PROBLEM DETAILS = Which lines make up the answer? Those from the line with "My friend says the glass" through the end of the data; reproduce them exactly.

========================

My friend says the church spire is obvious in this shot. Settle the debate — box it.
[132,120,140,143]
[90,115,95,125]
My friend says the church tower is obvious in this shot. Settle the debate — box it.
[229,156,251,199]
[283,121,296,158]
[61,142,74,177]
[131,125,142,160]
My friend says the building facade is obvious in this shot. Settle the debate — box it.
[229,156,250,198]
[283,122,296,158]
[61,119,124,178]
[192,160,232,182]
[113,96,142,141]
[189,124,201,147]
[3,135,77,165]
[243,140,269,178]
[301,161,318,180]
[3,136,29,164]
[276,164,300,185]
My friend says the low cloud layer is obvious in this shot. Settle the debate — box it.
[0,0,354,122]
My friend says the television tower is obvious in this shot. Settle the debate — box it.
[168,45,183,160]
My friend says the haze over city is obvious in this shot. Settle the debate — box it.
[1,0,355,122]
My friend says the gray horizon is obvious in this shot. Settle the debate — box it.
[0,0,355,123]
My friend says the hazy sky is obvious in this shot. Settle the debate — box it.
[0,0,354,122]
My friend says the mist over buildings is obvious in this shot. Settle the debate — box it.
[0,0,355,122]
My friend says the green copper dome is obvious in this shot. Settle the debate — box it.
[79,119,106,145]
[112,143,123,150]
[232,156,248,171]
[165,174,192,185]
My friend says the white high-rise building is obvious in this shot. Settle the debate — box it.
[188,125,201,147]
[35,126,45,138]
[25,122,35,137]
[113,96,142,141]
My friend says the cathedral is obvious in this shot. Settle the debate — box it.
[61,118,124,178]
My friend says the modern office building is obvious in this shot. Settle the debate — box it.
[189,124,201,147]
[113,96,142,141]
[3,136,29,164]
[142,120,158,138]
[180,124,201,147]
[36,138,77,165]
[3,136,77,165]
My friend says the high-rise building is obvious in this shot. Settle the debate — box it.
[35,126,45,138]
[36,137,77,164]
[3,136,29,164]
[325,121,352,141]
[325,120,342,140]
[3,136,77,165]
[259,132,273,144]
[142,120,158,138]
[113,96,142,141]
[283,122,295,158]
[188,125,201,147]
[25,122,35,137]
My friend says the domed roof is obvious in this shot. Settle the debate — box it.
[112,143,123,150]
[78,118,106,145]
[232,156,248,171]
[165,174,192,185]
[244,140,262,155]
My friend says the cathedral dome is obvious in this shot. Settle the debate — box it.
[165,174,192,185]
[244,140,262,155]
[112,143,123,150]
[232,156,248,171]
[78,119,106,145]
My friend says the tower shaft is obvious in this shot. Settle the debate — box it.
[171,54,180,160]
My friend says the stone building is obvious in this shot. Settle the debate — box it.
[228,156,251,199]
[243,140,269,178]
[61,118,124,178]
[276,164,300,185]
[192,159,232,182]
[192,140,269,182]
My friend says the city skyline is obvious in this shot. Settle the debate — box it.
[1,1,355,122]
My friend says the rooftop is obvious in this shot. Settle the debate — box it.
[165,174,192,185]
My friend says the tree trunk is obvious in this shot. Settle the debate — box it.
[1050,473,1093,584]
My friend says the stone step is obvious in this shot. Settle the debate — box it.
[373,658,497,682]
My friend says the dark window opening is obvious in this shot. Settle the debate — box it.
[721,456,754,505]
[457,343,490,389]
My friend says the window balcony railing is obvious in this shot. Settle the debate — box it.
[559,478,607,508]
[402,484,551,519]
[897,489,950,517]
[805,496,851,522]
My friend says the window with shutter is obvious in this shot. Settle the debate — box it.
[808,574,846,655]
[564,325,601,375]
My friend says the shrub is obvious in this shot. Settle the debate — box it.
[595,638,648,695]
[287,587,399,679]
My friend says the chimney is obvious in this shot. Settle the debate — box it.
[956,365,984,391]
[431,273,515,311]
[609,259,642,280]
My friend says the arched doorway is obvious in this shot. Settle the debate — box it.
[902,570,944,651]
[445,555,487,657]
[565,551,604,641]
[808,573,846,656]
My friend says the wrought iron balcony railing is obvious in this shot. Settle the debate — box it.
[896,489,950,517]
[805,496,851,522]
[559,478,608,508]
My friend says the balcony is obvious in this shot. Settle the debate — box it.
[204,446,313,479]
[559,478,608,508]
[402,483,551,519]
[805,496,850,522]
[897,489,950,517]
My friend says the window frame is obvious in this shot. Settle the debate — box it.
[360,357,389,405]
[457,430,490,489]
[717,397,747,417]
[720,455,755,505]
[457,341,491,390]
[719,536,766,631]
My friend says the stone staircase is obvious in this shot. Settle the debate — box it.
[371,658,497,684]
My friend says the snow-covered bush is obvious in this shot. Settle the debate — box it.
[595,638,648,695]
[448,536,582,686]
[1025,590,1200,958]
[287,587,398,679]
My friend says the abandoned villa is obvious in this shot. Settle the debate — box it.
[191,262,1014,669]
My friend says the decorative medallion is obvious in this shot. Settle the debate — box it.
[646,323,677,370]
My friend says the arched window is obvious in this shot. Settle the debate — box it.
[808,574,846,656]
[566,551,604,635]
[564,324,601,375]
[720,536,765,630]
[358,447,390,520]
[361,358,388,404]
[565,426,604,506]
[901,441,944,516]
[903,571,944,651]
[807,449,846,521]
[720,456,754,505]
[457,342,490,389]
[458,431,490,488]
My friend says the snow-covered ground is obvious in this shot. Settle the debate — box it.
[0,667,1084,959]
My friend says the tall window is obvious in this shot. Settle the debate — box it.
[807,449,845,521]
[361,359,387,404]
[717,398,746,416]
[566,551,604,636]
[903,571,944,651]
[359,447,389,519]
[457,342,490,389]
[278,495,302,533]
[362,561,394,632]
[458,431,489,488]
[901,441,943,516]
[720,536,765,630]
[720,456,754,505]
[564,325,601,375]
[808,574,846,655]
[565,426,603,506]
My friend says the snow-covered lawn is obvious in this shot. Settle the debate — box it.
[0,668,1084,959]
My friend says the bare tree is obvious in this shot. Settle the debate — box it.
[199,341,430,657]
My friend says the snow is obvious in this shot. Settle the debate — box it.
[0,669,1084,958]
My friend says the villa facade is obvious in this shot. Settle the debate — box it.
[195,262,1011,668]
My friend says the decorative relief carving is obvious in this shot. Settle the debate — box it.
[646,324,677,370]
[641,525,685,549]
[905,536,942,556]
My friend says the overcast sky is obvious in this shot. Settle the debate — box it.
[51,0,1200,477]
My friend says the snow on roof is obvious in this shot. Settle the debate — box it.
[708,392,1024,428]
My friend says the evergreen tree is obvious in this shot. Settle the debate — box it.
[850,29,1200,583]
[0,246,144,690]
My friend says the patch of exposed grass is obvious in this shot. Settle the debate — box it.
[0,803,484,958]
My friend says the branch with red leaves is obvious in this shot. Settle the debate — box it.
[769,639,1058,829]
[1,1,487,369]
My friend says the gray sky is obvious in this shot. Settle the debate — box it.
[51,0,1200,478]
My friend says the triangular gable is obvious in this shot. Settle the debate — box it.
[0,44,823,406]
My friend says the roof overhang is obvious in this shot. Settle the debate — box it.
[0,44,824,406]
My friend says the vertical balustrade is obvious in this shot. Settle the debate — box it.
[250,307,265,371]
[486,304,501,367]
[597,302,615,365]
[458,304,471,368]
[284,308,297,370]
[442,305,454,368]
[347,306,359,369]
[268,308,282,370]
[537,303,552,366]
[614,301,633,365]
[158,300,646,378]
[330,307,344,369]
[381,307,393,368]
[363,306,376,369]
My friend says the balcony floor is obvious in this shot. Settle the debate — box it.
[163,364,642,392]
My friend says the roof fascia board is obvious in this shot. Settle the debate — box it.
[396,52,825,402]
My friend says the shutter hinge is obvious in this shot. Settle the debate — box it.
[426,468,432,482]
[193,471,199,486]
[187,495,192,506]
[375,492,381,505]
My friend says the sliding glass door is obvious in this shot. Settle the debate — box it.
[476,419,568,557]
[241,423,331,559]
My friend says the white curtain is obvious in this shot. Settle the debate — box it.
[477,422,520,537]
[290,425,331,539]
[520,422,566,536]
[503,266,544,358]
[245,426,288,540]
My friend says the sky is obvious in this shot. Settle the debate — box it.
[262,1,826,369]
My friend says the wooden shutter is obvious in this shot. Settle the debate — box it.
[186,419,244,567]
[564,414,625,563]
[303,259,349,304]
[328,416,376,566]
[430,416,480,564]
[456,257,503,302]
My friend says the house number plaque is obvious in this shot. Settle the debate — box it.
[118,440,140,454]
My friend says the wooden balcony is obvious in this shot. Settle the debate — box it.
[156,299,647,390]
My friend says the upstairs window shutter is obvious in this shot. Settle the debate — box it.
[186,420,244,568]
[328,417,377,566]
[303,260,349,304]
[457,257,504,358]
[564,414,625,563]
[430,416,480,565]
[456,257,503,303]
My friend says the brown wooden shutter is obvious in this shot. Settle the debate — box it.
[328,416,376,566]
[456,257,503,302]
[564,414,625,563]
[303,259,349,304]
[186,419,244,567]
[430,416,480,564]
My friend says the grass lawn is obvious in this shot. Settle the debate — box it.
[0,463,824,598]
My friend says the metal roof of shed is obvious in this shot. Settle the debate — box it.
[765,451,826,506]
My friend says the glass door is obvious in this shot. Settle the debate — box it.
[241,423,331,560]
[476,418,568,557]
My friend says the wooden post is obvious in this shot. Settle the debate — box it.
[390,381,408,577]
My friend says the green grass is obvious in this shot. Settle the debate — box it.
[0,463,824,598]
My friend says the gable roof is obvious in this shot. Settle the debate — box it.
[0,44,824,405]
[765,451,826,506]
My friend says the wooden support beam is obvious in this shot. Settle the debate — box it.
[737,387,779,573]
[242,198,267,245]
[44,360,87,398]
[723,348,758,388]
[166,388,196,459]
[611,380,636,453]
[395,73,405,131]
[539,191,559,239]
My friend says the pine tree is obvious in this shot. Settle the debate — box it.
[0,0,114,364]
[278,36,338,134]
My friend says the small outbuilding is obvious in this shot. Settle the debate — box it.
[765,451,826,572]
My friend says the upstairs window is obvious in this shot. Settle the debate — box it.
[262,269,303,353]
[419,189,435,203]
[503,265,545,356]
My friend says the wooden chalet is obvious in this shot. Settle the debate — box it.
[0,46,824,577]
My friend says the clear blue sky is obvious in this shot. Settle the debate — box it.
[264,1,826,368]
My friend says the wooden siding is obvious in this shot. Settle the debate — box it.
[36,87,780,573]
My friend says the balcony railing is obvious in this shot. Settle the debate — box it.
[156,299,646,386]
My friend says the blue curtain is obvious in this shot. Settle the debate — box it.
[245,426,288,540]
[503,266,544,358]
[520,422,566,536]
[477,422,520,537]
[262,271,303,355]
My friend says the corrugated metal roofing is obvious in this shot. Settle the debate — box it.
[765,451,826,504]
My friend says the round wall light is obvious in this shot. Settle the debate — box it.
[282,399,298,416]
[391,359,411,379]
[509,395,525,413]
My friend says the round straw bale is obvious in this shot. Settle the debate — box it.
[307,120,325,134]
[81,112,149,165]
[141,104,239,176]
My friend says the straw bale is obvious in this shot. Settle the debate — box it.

========================

EXERCISE SOLUTION =
My friend says the glass door is obvious in this shot. Settle the debate — box it.
[241,423,331,560]
[476,418,568,557]
My friend says the wooden post is obvious in this shot. Settle the debate — box it.
[390,381,408,577]
My friend says the green grass is obvious in this shot. Settle the debate — box it.
[0,463,824,598]
My friend says the gable roof is obvious in this shot. Settle the debate — box it.
[0,44,824,405]
[765,451,826,506]
My friend says the wooden support beam is obvious in this shot. Settle the debate — box it.
[737,387,779,573]
[242,198,267,245]
[44,360,87,398]
[723,348,758,388]
[166,388,196,459]
[611,380,636,453]
[395,73,405,131]
[539,191,559,239]
My friend says the pine tree is obvious in this shot. Settle the debate — box it.
[0,0,114,364]
[278,36,338,134]
My friend says the small outbuilding is obvious in this shot. Settle the debate — box it.
[765,451,826,572]
My friend says the upstairs window is obvious in this shot. Settle the debate — box it.
[262,269,303,353]
[419,189,435,203]
[503,265,545,356]
My friend says the wooden chalet is obvious in this shot. Settle the debate — box it.
[0,46,824,577]
My friend says the clear blue sky is obvious in this shot. Settle the debate — box it.
[264,1,826,368]
My friend says the wooden siding is obvious in this shot. Settle the debate — box it.
[36,87,780,573]
My friend says the balcony railing is obvious in this shot. Settle the debate — box it.
[156,299,646,386]
My friend says the blue curtain is obvious in this shot. Settle the debate — box it.
[245,426,288,540]
[503,266,544,358]
[520,422,566,536]
[477,422,520,537]
[262,271,303,355]
My friend says the corrugated metal roofing is obvious in this shot. Settle the debate — box it.
[765,451,826,504]
My friend says the round wall light is obvious in this shot. Settle the debate — box it.
[282,399,298,416]
[391,359,411,379]
[509,395,525,413]
My friend says the round straw bale is obvious in this shot. Settle the debate — box it.
[307,120,325,134]
[81,112,149,165]
[141,104,239,176]
My friend says the straw bale is obvious in this shot. Settle the debate — box it.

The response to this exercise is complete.